A differential change in Gibbs energy at constant temperature is related to the changes in enthalpy \(\mathrm{dH}\) and entropy, \(\mathrm{dS}\).
\[\mathrm{dG}=\mathrm{dH}-\mathrm{T} \, \mathrm{dS}\]
For an isothermal process from state I to state II, the change in Gibbs energy \(\Delta \mathrm{G}\) is given by equation (e).
\[\Delta \mathrm{G}=\Delta \mathrm{H}-\mathrm{T} \, \Delta \mathrm{S}\]
Equation (e) signals how enthalpy and entropy changes determine the change in Gibbs energy.
A closed system at temperature \(\mathrm{T}\) and pressure \(\mathrm{p}\) is prepared using \(\mathrm{n}_{1}\) moles of solvent (water) and \(\mathrm{n}_{j}\) moles of solute-\(j\). The system is at equilibrium such that the composition/organisation is represented by \(\xi^{\mathrm{eq}}\) and the affinity for spontaneous change is zero. Using an over-defined representation we define the system as follows.
\[\mathrm{G}^{\mathrm{eq}}=\mathrm{G}^{\mathrm{eq}}\left[\mathrm{T}, \mathrm{p}, \mathrm{n}_{1}, \mathrm{n}_{\mathrm{j}}, \xi^{\mathrm{eq}}, \mathrm{A}=0\right]\]
Under such circumstances the Gibbs energy \(\mathrm{G}\) is a minimum \(\mathrm{G}^{\mathrm{eq}}\) when plotted as a function of \(\xi\). The enthalpy of this system can be defined using a similar equation.

**TASKS**
(a) Output the portion of the Gibbs energy passage starting at "A differential change" and ending at "by equation (e).", word for word.
(b) Continue the Gibbs energy passage, beginning right after its final sentence.

**RECORD EXTRACTS**
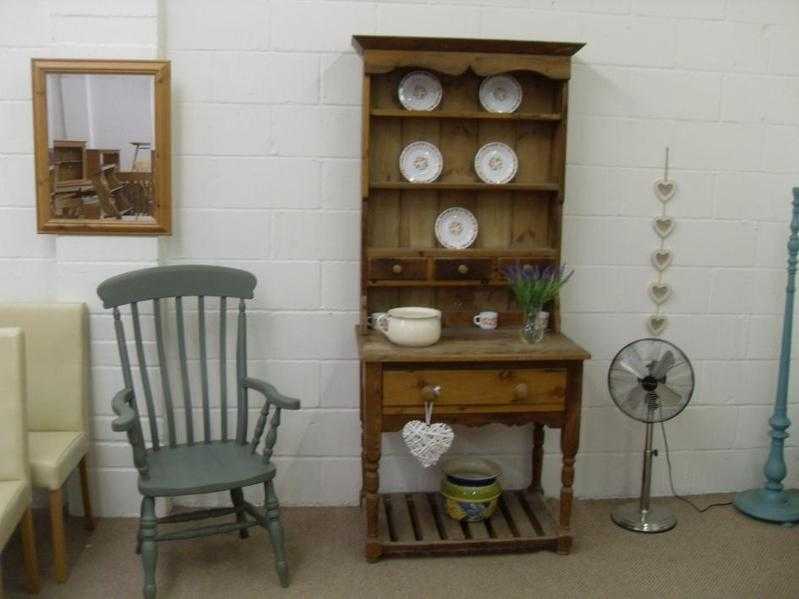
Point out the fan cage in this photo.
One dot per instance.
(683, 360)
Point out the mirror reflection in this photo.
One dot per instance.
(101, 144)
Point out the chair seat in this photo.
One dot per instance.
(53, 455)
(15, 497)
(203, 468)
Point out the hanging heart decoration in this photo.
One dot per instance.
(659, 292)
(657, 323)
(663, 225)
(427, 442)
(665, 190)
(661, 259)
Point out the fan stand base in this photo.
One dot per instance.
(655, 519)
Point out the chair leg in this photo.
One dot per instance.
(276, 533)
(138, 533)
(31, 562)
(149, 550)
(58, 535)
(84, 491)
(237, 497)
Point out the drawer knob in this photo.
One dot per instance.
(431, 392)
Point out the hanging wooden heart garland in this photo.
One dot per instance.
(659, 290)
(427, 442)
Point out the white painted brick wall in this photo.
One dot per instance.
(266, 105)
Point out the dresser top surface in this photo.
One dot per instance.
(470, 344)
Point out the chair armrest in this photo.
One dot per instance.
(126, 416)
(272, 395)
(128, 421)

**EXPECTED RESULTS**
(a)
A differential change in Gibbs energy at constant temperature is related to the changes in enthalpy \(\mathrm{dH}\) and entropy, \(\mathrm{dS}\).
\[\mathrm{dG}=\mathrm{dH}-\mathrm{T} \, \mathrm{dS}\]
For an isothermal process from state I to state II, the change in Gibbs energy \(\Delta \mathrm{G}\) is given by equation (e).

(b)
\[\mathrm{H}^{\mathrm{eq}}=\mathrm{H}^{\mathrm{eq}}\left[\mathrm{T}, \mathrm{p}, \mathrm{n}_{1}, \mathrm{n}_{\mathrm{j}}, \xi^{\mathrm{eq}}, \mathrm{A}=0\right]\]
It is unlikely that \(\mathrm{H}^{\mathrm{eq}}\) corresponds to a minimum in the plot of enthalpy \(\mathrm{H}\) against \(\xi\). Indeed the same comment applies to the entropy \(\mathrm{S}^{\mathrm{eq}}\);
\[\mathrm{S}^{\mathrm{eq}}=\mathrm{S}^{\mathrm{eq}}\left[\mathrm{T}, \mathrm{p}, \mathrm{n}_{1}, \mathrm{n}_{\mathrm{j}}, \xi^{\mathrm{eq}}, \mathrm{A}=0\right]\]
The plots showing the product \(\mathrm{T} \, \mathrm{S}\) and \(\mathrm{H}\) against \(\xi\) may not show extrema though taken together they produce a minimum in \(\mathrm{G}\) at \(\xi^{\mathrm{eq}}\).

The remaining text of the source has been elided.